═════ RECORD EXTRACTS
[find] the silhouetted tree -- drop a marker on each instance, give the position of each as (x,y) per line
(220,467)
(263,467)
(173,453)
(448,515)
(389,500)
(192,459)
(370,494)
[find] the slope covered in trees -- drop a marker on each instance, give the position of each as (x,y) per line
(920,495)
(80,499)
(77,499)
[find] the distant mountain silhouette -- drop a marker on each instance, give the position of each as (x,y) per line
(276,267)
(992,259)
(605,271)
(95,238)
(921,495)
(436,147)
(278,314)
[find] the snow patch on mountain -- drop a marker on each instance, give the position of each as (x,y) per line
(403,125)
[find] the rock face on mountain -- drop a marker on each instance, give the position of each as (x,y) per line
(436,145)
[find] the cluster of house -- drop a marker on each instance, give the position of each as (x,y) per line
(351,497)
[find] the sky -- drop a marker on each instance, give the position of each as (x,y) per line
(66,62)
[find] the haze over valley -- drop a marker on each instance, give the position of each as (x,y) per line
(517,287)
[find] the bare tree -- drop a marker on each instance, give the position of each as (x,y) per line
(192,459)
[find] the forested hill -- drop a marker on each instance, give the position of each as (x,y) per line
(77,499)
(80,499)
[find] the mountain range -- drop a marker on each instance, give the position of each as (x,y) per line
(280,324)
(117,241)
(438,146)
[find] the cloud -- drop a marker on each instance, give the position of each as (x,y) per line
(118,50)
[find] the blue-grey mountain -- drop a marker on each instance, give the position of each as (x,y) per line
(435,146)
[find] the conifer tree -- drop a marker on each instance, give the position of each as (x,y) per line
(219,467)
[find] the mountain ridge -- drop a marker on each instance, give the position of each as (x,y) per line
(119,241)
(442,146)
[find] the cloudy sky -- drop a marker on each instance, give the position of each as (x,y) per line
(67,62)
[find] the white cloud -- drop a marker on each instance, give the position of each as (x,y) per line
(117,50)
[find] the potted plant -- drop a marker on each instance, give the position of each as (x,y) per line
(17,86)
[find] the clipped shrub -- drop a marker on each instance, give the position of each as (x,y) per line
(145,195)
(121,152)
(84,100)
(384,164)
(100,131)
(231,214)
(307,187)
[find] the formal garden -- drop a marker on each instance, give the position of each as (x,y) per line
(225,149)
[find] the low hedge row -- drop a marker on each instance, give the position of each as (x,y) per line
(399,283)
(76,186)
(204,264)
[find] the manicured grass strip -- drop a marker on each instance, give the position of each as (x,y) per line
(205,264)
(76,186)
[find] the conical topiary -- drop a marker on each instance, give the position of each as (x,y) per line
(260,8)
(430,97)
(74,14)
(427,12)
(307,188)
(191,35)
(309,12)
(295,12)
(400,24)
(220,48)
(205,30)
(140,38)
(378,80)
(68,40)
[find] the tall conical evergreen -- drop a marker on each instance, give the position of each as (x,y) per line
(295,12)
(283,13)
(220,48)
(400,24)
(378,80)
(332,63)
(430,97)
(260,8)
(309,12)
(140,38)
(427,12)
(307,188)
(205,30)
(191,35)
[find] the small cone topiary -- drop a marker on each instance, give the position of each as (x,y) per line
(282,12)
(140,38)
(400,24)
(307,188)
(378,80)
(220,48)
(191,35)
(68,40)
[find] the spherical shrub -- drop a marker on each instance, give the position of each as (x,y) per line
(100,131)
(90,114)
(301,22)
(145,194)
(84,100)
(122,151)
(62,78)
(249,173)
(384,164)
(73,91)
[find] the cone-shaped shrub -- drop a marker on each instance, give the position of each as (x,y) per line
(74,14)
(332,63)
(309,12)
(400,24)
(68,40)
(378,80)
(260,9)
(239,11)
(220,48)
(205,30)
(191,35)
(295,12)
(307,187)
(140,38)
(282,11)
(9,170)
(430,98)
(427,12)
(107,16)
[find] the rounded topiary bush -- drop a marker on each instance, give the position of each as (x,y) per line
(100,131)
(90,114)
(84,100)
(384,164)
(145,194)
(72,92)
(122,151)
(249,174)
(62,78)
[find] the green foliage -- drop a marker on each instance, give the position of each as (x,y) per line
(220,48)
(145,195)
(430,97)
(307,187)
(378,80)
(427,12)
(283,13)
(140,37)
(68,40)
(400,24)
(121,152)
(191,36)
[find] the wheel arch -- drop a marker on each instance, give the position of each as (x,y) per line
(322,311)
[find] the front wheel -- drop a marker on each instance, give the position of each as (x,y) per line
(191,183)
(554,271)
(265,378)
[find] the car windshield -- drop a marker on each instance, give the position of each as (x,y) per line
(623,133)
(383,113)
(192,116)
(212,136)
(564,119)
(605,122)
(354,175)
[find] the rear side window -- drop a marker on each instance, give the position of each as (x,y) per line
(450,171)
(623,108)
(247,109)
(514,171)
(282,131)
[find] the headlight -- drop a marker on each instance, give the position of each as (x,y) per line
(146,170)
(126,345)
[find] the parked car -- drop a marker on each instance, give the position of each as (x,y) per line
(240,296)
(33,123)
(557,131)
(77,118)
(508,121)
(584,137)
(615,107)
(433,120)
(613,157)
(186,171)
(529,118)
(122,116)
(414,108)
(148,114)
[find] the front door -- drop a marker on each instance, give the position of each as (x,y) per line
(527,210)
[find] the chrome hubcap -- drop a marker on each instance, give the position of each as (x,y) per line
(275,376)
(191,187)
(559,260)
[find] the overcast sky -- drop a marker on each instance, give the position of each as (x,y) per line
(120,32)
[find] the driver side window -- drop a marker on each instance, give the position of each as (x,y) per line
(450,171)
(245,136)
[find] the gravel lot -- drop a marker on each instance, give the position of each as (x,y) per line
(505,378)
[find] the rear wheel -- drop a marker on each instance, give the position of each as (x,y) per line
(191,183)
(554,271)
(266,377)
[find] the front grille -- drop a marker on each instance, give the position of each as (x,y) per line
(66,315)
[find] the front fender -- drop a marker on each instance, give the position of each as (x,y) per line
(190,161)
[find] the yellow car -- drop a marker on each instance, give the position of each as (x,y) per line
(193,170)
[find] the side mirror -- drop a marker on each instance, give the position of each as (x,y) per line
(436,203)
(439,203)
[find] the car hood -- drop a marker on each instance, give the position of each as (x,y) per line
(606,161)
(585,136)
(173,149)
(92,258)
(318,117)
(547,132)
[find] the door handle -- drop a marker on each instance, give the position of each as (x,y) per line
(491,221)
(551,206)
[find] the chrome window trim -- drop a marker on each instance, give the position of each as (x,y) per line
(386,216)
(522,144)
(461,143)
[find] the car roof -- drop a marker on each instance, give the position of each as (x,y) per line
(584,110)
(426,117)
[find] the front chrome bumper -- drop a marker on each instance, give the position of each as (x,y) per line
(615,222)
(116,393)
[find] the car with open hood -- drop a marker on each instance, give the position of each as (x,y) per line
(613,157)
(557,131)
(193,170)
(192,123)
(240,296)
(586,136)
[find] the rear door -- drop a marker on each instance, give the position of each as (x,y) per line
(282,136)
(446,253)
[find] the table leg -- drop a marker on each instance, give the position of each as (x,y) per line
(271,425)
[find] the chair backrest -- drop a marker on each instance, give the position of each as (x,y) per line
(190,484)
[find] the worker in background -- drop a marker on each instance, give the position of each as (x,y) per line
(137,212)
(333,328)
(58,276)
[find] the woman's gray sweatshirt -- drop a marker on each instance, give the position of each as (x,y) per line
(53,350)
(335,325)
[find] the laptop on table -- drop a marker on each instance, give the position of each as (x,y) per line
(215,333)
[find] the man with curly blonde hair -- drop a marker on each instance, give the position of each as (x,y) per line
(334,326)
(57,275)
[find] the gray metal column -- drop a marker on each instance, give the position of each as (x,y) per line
══════════
> _TASK BRIEF_
Return the lines from the line containing "[find] the woman's" to the end of the entries above, exactly as they appear and with no other output.

> _WRITTEN SOLUTION_
[find] the woman's gray sweatshirt -- drop a marker on each instance, give the position of each as (x,y) per line
(53,350)
(335,325)
[find] the laptop on table -- drop a marker on each instance, give the position of each as (x,y) per line
(215,333)
[find] the man with curly blonde hair -- drop a marker on each instance, give the position of each as (x,y) per line
(334,326)
(57,275)
[find] the gray metal column -- drop a marker on each instance, give the position of each as (x,y) per line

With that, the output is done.